■ The problem ■
The line with "Keypoint placement rule: for each instance of the human" through the last line of the entries: give these again exactly, and only these, without any pictures.

■ Image point grounding data ■
....................

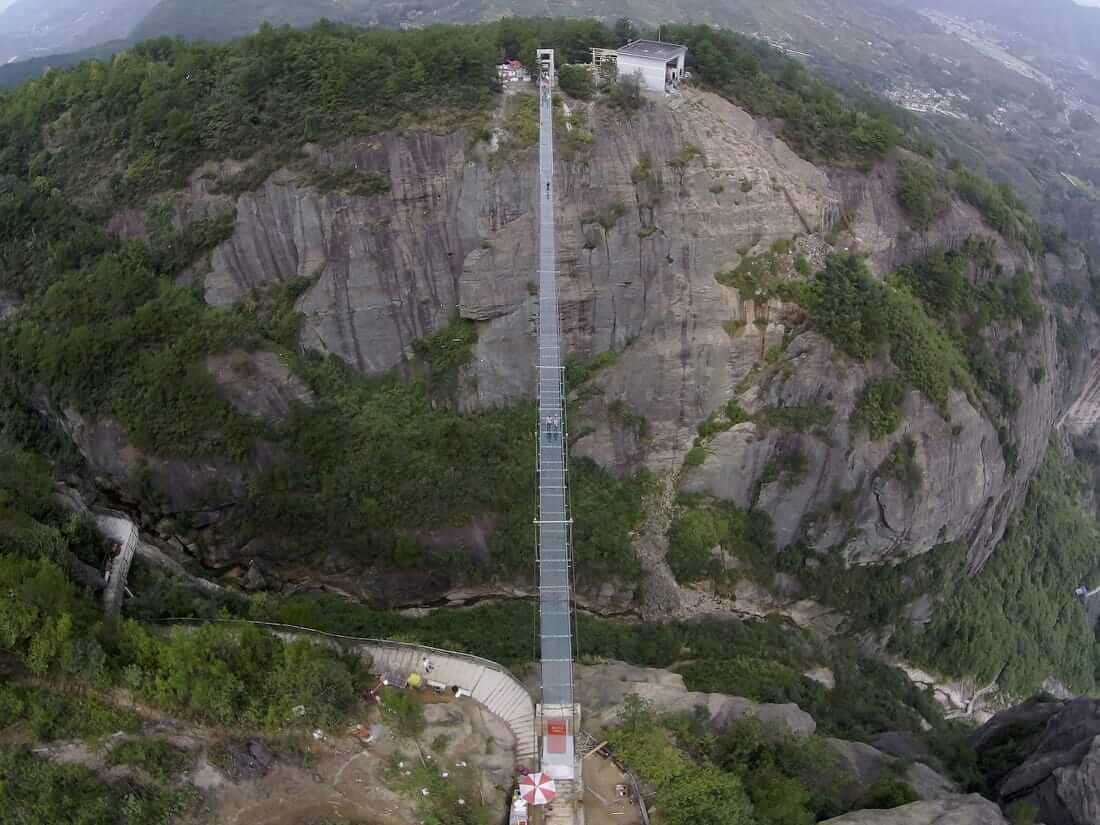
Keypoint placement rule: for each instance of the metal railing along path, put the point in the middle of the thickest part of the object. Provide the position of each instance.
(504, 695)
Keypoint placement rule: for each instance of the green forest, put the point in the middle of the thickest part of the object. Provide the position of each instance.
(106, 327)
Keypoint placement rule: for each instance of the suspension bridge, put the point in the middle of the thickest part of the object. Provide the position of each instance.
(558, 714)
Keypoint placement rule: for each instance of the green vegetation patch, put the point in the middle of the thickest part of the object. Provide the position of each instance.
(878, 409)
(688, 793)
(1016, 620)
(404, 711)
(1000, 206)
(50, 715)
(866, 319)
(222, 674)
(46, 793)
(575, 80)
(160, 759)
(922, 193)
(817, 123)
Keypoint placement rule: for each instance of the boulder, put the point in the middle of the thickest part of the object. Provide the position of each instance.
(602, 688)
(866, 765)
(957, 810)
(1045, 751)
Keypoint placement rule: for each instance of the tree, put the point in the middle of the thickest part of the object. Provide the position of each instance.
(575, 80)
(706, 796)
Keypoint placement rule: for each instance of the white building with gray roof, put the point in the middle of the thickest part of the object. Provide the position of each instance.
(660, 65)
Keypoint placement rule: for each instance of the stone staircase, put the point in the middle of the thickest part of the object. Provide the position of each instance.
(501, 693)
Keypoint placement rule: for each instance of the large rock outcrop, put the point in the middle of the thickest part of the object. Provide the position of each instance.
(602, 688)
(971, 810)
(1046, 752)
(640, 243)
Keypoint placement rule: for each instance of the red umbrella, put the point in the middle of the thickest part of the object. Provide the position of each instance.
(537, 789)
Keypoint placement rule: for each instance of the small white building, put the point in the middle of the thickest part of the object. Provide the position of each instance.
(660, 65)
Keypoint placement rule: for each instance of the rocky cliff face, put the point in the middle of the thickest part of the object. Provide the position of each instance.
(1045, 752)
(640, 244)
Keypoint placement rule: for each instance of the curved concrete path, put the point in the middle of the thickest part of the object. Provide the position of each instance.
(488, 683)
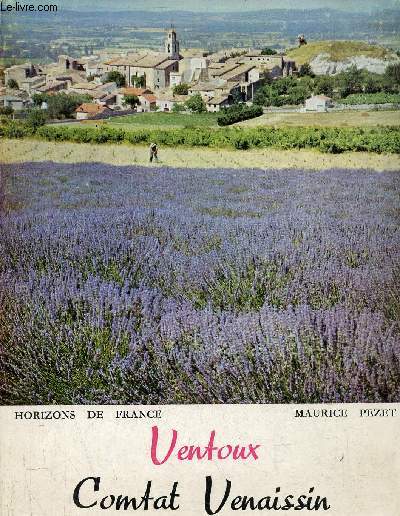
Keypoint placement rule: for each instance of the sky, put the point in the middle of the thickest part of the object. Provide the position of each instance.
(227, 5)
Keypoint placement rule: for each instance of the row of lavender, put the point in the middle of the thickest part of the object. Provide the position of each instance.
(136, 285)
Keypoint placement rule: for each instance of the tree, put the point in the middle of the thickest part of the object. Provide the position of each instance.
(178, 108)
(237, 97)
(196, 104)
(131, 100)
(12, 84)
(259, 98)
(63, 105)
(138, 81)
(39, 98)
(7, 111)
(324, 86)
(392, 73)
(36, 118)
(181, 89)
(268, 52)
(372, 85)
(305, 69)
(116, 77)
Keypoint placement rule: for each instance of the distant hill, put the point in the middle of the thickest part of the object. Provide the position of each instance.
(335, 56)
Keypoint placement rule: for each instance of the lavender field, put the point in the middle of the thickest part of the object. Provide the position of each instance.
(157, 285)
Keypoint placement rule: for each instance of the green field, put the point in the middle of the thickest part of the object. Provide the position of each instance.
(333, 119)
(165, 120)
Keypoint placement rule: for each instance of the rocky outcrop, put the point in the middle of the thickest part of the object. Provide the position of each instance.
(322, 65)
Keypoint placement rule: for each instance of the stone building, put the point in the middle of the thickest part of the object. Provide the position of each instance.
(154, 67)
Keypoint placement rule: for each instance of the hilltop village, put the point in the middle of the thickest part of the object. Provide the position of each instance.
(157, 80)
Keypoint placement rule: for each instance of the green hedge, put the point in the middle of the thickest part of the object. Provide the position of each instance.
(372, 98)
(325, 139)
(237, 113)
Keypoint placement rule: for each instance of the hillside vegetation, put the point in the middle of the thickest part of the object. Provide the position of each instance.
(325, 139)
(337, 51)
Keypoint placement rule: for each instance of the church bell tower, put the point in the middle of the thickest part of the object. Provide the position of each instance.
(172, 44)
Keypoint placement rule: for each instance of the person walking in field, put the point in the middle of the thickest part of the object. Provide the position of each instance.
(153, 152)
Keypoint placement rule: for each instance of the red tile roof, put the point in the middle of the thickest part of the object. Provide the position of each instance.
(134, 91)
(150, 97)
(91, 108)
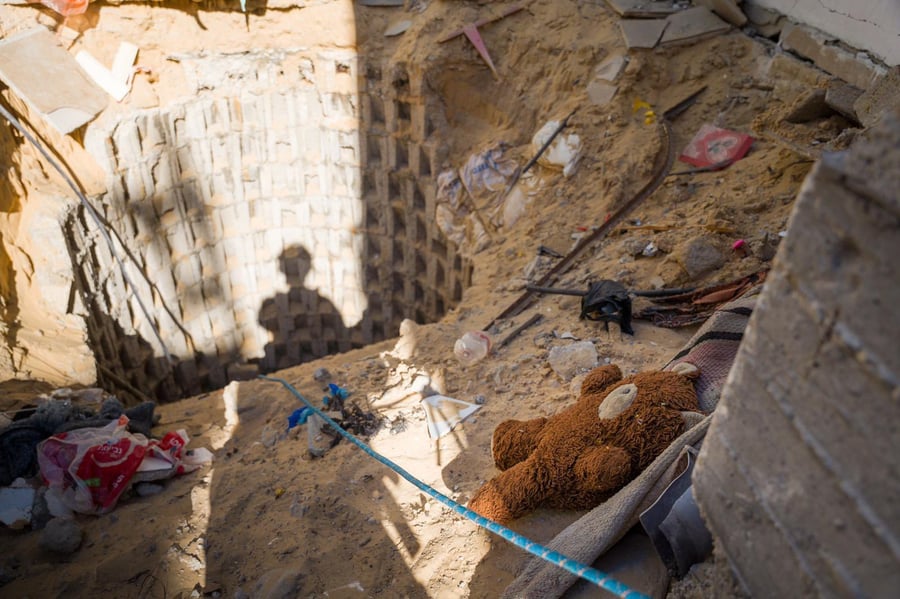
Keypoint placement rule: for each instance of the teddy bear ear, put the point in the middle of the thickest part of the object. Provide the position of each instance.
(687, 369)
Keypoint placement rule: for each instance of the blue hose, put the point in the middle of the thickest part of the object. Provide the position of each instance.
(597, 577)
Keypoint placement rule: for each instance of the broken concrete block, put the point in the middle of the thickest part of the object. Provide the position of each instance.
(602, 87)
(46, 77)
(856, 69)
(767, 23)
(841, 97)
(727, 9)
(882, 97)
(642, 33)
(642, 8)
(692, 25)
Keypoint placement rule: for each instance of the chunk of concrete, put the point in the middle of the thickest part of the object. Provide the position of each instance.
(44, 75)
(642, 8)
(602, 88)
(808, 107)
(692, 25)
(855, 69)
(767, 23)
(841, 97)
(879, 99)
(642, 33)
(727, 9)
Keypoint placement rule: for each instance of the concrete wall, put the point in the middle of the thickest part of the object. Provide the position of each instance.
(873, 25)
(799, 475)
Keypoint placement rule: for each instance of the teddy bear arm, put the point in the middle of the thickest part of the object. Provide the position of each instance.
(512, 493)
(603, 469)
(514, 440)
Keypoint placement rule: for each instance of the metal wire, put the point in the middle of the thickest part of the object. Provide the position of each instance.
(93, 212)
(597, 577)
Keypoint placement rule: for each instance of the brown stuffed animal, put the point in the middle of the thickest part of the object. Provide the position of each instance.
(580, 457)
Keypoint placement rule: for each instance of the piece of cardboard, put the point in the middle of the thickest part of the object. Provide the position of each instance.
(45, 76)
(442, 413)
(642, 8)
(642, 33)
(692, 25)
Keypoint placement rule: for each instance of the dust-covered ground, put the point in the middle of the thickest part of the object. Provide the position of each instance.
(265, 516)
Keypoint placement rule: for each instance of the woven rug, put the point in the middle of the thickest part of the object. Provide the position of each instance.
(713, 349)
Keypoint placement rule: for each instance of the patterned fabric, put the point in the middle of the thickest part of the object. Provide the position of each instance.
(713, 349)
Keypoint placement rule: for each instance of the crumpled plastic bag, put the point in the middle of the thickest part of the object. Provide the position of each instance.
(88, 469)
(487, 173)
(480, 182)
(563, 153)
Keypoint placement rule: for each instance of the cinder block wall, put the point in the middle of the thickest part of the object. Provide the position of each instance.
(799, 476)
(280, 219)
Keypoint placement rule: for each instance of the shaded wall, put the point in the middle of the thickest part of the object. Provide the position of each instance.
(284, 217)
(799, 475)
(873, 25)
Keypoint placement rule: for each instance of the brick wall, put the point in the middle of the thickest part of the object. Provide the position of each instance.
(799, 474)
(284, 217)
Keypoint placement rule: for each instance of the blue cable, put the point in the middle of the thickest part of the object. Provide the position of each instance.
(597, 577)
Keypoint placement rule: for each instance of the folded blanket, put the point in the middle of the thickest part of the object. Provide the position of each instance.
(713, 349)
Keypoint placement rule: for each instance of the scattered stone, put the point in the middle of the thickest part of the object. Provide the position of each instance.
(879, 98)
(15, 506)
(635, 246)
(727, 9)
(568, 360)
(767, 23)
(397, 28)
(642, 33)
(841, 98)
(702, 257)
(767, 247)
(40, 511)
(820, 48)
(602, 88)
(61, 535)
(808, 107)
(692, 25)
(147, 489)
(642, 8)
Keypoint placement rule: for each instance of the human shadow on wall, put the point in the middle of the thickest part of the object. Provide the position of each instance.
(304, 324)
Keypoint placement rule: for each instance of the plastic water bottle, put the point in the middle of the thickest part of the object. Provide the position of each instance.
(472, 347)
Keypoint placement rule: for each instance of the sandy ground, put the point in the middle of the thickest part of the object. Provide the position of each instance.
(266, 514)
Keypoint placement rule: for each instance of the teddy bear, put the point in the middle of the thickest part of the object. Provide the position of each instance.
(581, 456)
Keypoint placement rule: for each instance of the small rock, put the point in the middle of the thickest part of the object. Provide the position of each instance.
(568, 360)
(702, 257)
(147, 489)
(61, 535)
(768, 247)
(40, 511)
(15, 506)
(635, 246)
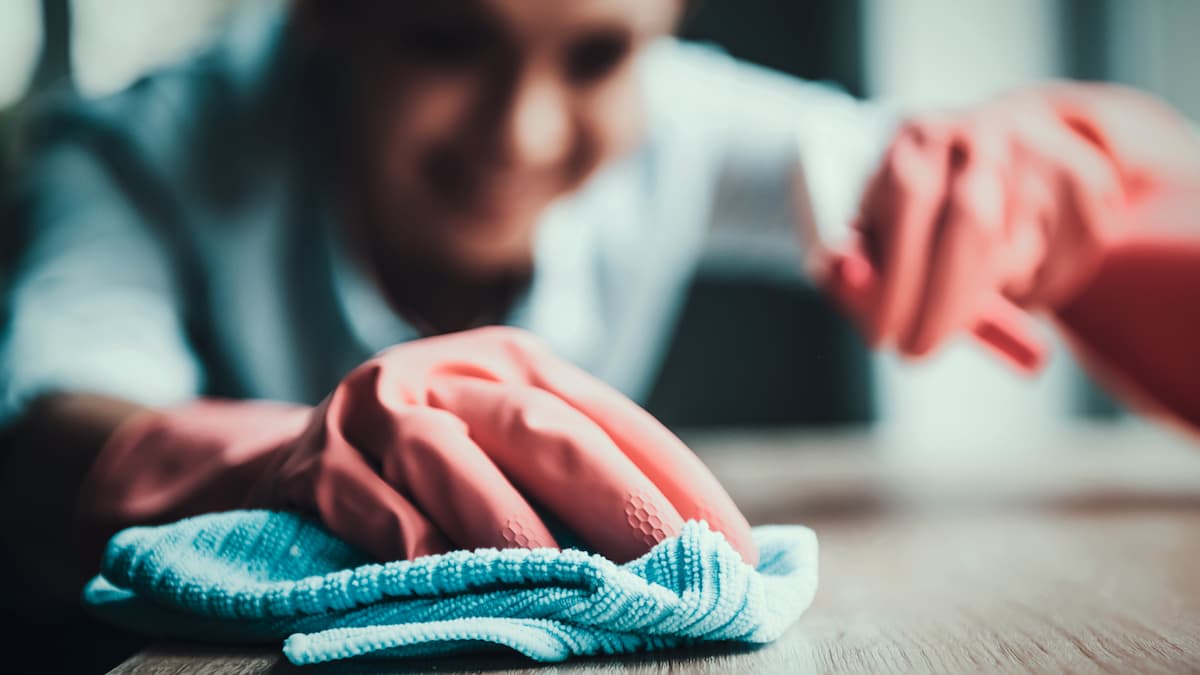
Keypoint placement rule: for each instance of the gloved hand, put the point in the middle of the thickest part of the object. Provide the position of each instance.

....................

■ Result below ■
Keypoint placement rule: for each instance of the human shadow on wall, put the point in the middle of the thickest part of the object. Provide the position of each instance.
(304, 324)
Keypoint placement rule: for each instance of the plastic water bottle, put the point in the middle of the thickest part of the object. Provide the position of each instance.
(472, 347)
Keypoint placement rule: for each instance of the sandy ground, put the point in the middle of the thickest part of the object. Provide the position of each instance.
(266, 514)
Keypoint placement rule: for each instance of the teddy bear, put the point in the middle of the thickest part of the object. Provide the position of each instance.
(581, 456)
Keypoint placement rule: for each instance of the small rock, put the point in the middle of the thickest part of the object. Provide the position of each instance.
(568, 360)
(702, 257)
(147, 489)
(61, 535)
(768, 247)
(40, 511)
(15, 506)
(635, 246)
Keypoint placement rule: for each instance of the gloved hand, put the point in the middle of the thickest part of the object. Provide the position of each instance.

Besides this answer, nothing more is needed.